_The data_.
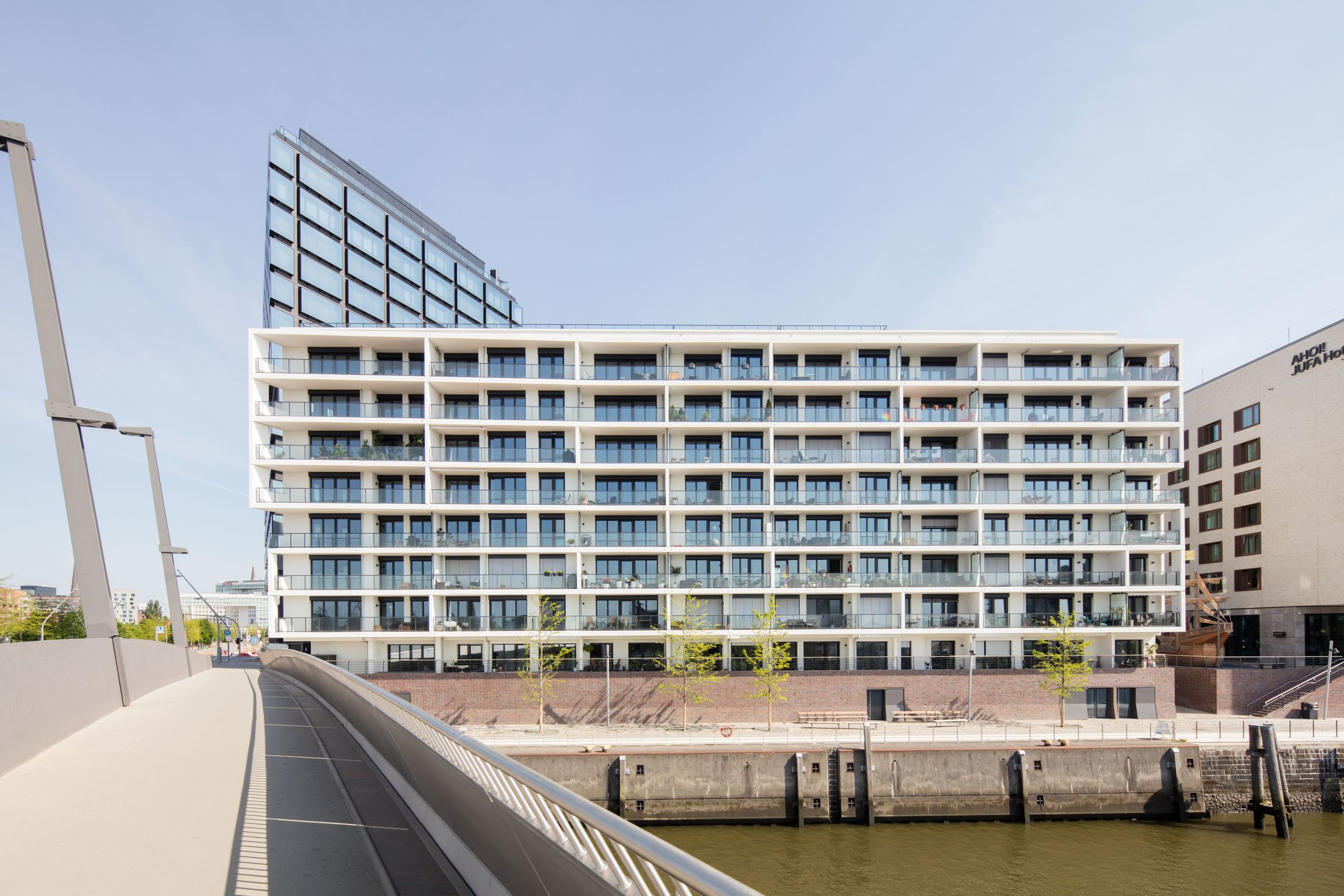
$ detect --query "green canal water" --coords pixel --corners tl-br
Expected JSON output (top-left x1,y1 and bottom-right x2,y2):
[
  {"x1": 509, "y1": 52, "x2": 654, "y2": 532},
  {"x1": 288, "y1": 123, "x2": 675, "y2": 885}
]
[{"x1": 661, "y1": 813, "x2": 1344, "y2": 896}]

--

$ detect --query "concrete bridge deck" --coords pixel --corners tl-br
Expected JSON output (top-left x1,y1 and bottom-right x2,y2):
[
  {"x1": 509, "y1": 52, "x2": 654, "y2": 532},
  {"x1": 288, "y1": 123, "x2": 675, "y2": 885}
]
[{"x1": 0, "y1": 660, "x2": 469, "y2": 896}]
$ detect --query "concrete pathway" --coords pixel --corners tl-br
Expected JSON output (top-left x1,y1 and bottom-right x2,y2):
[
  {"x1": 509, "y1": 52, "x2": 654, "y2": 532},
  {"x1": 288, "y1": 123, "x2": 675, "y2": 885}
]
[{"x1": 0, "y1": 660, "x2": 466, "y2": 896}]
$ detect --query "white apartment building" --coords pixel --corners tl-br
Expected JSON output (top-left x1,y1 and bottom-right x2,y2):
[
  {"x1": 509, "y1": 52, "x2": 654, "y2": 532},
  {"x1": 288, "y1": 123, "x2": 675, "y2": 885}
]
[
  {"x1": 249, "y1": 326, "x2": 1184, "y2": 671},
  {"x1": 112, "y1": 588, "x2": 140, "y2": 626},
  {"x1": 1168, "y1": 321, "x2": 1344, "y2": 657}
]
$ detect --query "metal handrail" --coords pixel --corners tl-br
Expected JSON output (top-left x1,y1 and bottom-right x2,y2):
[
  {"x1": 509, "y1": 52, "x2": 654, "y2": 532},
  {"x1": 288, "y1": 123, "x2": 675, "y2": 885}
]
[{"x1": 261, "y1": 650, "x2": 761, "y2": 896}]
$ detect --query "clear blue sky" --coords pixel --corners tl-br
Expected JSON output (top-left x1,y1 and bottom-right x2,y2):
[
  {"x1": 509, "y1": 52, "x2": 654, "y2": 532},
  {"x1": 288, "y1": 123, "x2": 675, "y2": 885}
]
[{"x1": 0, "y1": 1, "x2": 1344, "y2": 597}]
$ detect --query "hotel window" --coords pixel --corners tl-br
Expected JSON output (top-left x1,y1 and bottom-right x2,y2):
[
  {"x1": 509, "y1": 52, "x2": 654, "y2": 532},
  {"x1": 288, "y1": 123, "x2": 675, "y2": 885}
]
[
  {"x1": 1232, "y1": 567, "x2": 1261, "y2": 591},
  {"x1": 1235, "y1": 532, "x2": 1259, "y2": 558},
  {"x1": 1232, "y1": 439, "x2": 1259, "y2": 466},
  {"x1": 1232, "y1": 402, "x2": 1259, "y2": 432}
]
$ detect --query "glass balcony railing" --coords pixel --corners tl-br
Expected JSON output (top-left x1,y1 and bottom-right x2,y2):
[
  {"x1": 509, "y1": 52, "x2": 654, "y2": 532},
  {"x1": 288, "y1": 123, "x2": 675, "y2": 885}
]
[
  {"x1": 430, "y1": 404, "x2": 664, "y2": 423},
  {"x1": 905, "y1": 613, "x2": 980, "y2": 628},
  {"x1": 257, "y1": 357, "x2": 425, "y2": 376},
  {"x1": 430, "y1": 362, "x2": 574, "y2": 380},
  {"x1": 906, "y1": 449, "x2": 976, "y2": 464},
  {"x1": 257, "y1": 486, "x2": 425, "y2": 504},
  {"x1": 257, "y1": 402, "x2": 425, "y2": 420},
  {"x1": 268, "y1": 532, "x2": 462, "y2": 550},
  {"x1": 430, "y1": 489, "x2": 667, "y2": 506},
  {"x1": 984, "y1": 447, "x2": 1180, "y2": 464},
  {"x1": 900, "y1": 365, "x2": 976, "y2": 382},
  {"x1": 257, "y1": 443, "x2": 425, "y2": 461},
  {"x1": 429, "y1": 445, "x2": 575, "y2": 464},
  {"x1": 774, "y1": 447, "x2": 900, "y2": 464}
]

_Task objective_.
From the records above, copy each line that contains the string "coords".

_Exercise result_.
$ detect --query "green canal water" --coords pixel --corners tl-br
$ detect --query "concrete bridge deck" --coords pixel --corners tl-br
$ detect --query "concrete pathway" --coords pixel --corners tl-br
$ detect --query "white apartment building" --coords pixel --corners tl-br
$ detect --query "metal handrail" --coords pixel --corners tl-br
$ detect --query "clear blue sky" --coords pixel --corners tl-br
$ detect --query "hotel window" --coords pixel --corners tl-br
$ detect --query "glass balcony railing" --coords pixel --corners tl-br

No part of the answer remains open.